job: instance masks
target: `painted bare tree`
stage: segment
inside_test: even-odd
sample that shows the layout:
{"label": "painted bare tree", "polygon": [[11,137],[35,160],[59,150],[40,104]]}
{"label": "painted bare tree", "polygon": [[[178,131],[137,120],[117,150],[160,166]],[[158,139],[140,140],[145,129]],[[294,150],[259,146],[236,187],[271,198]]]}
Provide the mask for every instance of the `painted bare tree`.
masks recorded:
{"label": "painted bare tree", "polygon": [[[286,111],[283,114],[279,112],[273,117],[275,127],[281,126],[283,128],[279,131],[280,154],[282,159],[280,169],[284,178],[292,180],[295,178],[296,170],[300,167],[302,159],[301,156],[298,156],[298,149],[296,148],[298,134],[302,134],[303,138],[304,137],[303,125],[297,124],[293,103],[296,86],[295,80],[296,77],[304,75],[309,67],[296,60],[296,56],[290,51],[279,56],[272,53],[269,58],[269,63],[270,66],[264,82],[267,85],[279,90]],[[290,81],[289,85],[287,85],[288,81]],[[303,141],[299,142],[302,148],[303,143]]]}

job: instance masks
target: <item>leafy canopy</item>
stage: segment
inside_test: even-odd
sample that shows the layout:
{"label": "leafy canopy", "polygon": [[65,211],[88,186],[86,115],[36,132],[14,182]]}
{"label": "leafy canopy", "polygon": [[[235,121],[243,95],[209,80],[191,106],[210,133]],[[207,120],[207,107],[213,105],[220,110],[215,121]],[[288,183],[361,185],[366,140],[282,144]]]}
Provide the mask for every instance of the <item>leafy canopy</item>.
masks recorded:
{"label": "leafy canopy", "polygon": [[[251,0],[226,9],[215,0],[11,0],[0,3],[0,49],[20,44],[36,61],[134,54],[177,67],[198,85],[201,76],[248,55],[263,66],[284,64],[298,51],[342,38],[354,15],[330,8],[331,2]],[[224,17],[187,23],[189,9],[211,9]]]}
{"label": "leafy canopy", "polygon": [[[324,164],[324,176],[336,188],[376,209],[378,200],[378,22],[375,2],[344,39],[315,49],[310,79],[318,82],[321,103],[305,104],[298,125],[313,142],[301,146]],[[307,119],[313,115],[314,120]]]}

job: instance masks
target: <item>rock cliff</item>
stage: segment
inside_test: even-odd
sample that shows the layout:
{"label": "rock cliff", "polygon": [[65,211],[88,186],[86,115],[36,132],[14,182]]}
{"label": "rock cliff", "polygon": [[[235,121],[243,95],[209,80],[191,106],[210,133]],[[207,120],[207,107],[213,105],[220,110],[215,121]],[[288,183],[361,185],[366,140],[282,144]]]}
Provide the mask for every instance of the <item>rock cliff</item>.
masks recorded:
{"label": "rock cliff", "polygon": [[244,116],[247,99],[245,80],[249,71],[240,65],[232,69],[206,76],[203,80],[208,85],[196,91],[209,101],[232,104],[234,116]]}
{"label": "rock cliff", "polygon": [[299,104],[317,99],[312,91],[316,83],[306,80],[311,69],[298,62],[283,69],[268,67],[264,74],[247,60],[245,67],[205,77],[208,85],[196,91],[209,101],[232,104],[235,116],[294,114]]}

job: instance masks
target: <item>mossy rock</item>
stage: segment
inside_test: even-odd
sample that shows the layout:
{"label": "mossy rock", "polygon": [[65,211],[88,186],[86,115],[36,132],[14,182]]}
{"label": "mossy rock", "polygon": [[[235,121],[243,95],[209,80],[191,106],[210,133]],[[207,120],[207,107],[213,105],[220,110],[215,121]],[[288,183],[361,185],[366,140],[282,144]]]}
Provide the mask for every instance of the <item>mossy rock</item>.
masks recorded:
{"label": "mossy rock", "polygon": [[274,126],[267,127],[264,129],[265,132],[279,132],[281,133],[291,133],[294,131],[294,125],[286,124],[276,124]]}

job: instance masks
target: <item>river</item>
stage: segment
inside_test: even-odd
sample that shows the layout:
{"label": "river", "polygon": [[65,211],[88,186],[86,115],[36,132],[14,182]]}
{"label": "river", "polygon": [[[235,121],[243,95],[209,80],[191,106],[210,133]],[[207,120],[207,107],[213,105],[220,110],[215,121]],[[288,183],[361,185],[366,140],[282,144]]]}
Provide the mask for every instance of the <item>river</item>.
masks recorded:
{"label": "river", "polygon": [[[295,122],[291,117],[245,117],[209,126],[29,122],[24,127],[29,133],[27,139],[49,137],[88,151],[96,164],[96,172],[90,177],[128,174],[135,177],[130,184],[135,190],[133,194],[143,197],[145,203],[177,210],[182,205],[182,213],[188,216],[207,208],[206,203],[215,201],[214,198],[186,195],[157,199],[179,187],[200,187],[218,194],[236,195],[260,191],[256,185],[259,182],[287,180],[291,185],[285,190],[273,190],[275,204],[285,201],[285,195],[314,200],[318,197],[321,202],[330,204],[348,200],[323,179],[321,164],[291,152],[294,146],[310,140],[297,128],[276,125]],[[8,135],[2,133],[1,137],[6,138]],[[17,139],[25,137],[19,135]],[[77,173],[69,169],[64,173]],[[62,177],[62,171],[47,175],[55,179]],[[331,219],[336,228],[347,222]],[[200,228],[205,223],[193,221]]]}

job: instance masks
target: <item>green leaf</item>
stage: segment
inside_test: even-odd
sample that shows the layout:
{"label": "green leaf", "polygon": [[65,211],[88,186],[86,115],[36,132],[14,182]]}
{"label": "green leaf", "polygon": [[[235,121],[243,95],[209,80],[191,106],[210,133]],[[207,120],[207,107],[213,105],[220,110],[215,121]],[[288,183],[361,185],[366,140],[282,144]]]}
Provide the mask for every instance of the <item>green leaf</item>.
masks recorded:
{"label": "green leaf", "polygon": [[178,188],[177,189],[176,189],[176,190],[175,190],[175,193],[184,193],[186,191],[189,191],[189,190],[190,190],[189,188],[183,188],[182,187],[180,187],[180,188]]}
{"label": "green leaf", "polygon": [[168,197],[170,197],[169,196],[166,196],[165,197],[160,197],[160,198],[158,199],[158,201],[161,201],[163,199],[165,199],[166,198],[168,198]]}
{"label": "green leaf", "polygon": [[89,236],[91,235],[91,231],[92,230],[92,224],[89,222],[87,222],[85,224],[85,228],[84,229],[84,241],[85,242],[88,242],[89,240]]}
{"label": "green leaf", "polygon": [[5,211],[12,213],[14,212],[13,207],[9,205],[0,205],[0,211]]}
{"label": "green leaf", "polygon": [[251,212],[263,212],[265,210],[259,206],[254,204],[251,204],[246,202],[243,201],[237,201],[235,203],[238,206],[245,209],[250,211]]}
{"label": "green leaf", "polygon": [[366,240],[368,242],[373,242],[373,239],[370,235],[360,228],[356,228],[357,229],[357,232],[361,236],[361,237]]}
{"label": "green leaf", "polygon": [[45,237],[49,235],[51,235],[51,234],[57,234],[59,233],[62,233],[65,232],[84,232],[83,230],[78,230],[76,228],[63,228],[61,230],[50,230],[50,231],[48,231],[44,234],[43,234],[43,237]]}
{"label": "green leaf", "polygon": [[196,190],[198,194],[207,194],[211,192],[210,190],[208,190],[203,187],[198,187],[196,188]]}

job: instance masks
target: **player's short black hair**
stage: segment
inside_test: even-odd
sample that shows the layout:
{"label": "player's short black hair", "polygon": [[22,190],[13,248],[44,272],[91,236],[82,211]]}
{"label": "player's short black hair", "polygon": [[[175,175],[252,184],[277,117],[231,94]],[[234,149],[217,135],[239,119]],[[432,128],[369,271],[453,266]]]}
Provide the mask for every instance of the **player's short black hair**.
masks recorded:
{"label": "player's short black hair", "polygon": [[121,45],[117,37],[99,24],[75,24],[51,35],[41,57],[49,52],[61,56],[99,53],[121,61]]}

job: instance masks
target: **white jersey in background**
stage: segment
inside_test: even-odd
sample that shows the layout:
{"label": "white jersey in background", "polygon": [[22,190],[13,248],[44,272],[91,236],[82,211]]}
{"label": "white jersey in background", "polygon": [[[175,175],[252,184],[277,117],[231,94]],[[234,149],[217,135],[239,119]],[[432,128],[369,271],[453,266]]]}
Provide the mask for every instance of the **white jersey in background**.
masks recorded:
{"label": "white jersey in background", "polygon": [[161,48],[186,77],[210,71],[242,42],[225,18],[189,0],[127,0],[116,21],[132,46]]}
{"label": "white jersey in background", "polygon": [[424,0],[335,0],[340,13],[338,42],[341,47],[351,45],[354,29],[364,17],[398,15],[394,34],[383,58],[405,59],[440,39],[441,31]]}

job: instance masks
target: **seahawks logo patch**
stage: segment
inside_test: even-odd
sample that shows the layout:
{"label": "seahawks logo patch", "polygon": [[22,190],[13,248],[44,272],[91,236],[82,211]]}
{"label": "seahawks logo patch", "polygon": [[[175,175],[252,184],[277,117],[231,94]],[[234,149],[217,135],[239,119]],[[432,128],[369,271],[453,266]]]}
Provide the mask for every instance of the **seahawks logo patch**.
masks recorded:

What the task requires. Gather every line of the records above that contains the string "seahawks", matching case exactly.

Final result.
target: **seahawks logo patch**
{"label": "seahawks logo patch", "polygon": [[22,190],[13,248],[44,272],[91,236],[82,211]]}
{"label": "seahawks logo patch", "polygon": [[[175,175],[252,184],[277,117],[231,94]],[[234,149],[217,135],[239,119]],[[432,128],[369,271],[453,266]]]}
Provide the mask for every instance of the **seahawks logo patch**.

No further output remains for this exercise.